Repeat the data precisely as given.
##### EXERCISE DATA #####
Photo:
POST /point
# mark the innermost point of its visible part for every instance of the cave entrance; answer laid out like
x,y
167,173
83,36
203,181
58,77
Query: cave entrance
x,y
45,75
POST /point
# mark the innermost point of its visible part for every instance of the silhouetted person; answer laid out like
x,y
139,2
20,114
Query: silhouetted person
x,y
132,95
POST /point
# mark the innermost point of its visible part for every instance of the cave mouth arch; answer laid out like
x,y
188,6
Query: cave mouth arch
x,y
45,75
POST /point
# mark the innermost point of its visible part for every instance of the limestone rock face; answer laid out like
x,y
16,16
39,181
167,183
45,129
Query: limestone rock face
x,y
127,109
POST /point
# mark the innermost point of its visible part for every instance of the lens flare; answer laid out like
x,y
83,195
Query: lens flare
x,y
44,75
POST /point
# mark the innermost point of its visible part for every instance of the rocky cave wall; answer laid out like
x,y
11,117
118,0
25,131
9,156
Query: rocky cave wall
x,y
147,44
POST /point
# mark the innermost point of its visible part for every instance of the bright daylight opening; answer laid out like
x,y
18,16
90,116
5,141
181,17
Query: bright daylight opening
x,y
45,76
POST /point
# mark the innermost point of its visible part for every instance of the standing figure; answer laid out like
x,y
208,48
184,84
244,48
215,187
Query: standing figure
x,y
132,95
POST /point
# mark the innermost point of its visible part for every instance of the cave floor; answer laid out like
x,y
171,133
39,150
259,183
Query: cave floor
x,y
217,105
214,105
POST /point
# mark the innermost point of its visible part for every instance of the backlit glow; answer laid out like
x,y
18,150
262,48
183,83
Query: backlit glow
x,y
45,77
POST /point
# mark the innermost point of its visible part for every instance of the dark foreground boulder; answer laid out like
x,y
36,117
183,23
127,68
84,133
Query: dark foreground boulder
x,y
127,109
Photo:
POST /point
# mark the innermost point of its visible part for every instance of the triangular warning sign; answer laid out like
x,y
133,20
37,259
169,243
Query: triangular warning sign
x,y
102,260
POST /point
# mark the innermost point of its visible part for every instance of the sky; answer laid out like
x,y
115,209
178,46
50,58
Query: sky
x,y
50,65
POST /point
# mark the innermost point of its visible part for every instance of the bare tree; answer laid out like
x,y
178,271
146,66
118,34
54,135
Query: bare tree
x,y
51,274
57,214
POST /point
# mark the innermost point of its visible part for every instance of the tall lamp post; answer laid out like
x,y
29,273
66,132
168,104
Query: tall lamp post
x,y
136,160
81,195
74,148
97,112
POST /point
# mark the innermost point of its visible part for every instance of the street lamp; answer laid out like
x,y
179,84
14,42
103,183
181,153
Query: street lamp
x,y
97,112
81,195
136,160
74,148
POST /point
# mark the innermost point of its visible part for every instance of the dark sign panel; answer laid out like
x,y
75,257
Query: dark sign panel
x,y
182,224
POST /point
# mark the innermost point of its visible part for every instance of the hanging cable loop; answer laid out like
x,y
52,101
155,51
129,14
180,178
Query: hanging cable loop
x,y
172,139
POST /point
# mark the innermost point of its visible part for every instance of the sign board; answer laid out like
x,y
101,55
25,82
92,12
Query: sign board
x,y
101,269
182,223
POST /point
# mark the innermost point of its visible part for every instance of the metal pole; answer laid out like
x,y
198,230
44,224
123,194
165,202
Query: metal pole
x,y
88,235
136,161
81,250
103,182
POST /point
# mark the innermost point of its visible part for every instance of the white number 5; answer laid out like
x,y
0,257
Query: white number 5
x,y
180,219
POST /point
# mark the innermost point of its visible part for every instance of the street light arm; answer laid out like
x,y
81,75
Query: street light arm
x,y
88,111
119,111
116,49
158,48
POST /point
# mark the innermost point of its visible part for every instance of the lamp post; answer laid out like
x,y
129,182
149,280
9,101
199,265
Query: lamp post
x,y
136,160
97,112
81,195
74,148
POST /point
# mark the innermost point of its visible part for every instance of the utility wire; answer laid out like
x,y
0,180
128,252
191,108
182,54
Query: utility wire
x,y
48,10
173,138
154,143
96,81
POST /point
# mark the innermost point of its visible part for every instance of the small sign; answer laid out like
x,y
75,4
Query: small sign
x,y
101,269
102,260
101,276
#####
TASK RESULT
Photo:
POST /point
# mark the innermost point of its visible part for every instance of the cave entrance; answer laid out like
x,y
167,173
83,36
203,181
58,77
Query: cave entrance
x,y
45,75
POST /point
# mark the innermost point of its visible part for every instance of the silhouetted person; answer laid out like
x,y
139,2
20,114
Query: silhouetted person
x,y
132,95
POST /point
# mark the innermost point of its visible part for every instance of the cave mouth arch; answer laid out like
x,y
188,6
Query: cave mouth arch
x,y
45,75
POST /point
# mark the innermost point of its visible part for every instance of the limestone rock face; answer laid out like
x,y
16,16
39,181
167,183
45,129
Query: limestone rock face
x,y
127,109
POST /point
# mark the innermost point of its visible part for every instance of the lens flare; answer laid out like
x,y
83,195
Query: lens flare
x,y
44,75
POST /point
# mark the innermost point of its visible part for every instance of the rocky cave wall; answer laid out like
x,y
11,117
118,0
25,131
9,156
Query: rocky cave wall
x,y
147,44
POST /point
# mark the innermost point of its visible part for every instance of the bright daylight opening; answer laid out like
x,y
18,16
90,116
5,141
181,17
Query: bright daylight opening
x,y
45,76
POST /point
# mark the innermost point of its visible part for every instance of the standing figure; answer laid out like
x,y
208,48
184,84
244,48
215,187
Query: standing figure
x,y
132,95
POST /point
# mark the innermost point of its visible part for every instance of the cave floor; answer laid out like
x,y
171,133
39,150
259,183
Query: cave floor
x,y
217,105
214,105
POST /point
# mark the innermost point of its visible part for every instance of the backlit glow; answer laid out like
x,y
18,150
262,48
183,83
Query: backlit glow
x,y
45,77
POST /point
# mark the innermost point of its visible part for every instance of the dark foreground boulder; answer laid out like
x,y
36,117
183,23
127,68
84,133
Query: dark foreground boulder
x,y
127,109
Photo:
POST /point
# mark the innermost point of its visible part for every instance of the triangular warning sign; answer laid out like
x,y
133,20
37,259
169,243
Query: triangular warning sign
x,y
102,260
POST /point
# mark the innermost point of its visible part for every instance of the sky; answer laid out like
x,y
115,209
178,46
50,58
Query: sky
x,y
50,65
POST /point
# mark the innermost point of its visible part for every instance of the bare tree; answer laid out like
x,y
178,271
146,66
118,34
54,135
Query: bare tree
x,y
51,274
57,214
POST /point
# mark the innermost point of its visible part for every instance of the tall lamp post; answer laid out like
x,y
29,273
66,132
168,104
Query: tall lamp post
x,y
136,160
81,195
74,148
97,112
POST /point
# mark the innermost point of its visible part for every instance of the street lamp; answer laid out like
x,y
179,84
14,42
103,183
181,153
Query: street lamp
x,y
97,112
81,195
136,160
74,148
POST /point
# mark the innermost point of its visible part for every instance of the dark sign panel; answer laid out like
x,y
75,257
Query: dark sign panel
x,y
182,224
POST /point
# mark the innermost point of its visible part for every instance of the hanging cable loop; answer laid out like
x,y
52,101
155,51
129,14
180,178
Query: hanging cable loop
x,y
172,139
POST /point
# mark the innermost point of its visible part for every instance of the sign board; answer laid out like
x,y
101,55
25,82
92,12
Query: sign board
x,y
101,269
182,223
POST /point
# mark the innermost point of its visible part for every instance of the metal pole; answer laid out like
x,y
198,230
44,224
123,194
165,202
Query: metal pole
x,y
88,235
136,161
81,250
103,182
POST /point
# mark the innermost point of its visible part for every instance of the white number 5; answer laid out like
x,y
0,257
Query: white number 5
x,y
180,219
POST /point
# mark the innermost point of its visible part for every instance of the street light arm; answer laid out like
x,y
81,75
Query: street light arm
x,y
88,111
119,111
116,49
158,48
POST /point
# mark the innermost point of its visible part for every instance of the lamp post; answer laid out like
x,y
129,182
149,280
9,101
199,265
Query: lamp post
x,y
136,160
97,112
81,195
74,148
POST /point
# mark the innermost point of its visible part for every instance of the utility wire; answer laid out like
x,y
0,180
128,252
191,108
182,54
Query: utility wire
x,y
48,10
173,138
154,143
96,81
POST /point
# mark the innermost point of its visible part for every instance of the small sign; answer laid out like
x,y
75,4
Query: small sign
x,y
101,269
102,260
101,276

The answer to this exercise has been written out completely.